Le FS verso il fallimento. Ad Alta Velocità
La politica
di investire nel faraonico TAV lasciando andare alla deriva il servizio attuale
non regge.
Molti lo
denunciavano da tempo; qualcuno fa finta di scoprirlo adesso.
C’è da
giurare che continueranno a perseverare nell’errore, pur di mangiare una fetta
della ricca torta in gioco.
A cura del
Comitato NO-TAV Torino
Le Ferrovie italiane sono in una
situazione finanziaria drammatica.
Mauro Moretti, amministratore
delegato, nell’audizione davanti della commissione Lavori Pubblici del Senato
del 14/12/06 ha affermato: "Siamo sull'orlo del fallimento. Le Ferrovie si
sono svenate, non hanno più risorse e lo sbilancio è tale che non permette più
di andare avanti in una situazione di indebitamento finanziario"

■ Dati ■
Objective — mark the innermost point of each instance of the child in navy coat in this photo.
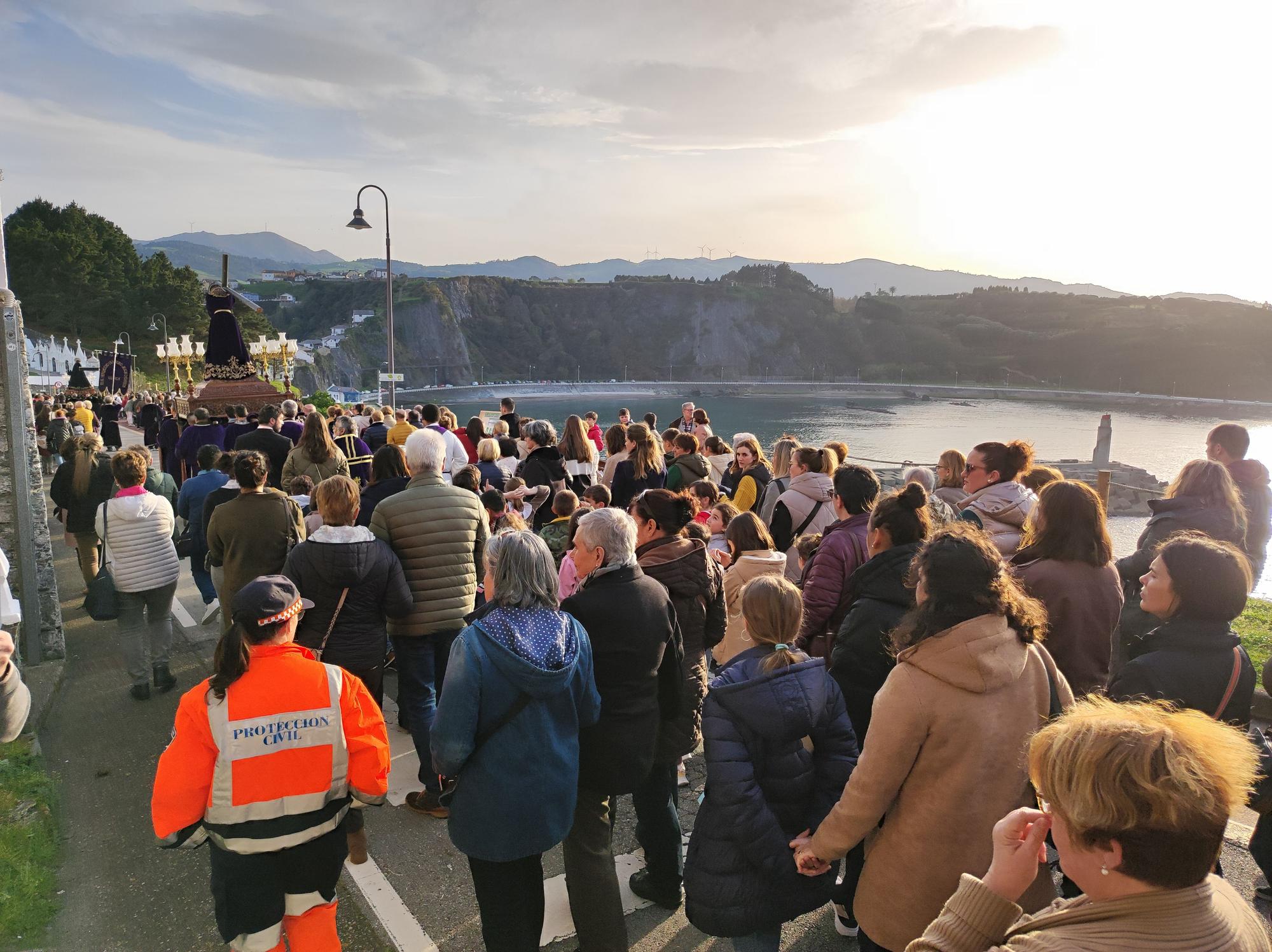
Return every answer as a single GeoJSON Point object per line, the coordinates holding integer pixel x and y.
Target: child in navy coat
{"type": "Point", "coordinates": [779, 751]}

■ Obiettivo del compito ■
Nell'articolo sulle Ferrovie italiane, davanti a quale commissione del Senato ha parlato Mauro Moretti il 14/12/06?

■ Compito svolto ■
Davanti alla commissione Lavori Pubblici del Senato.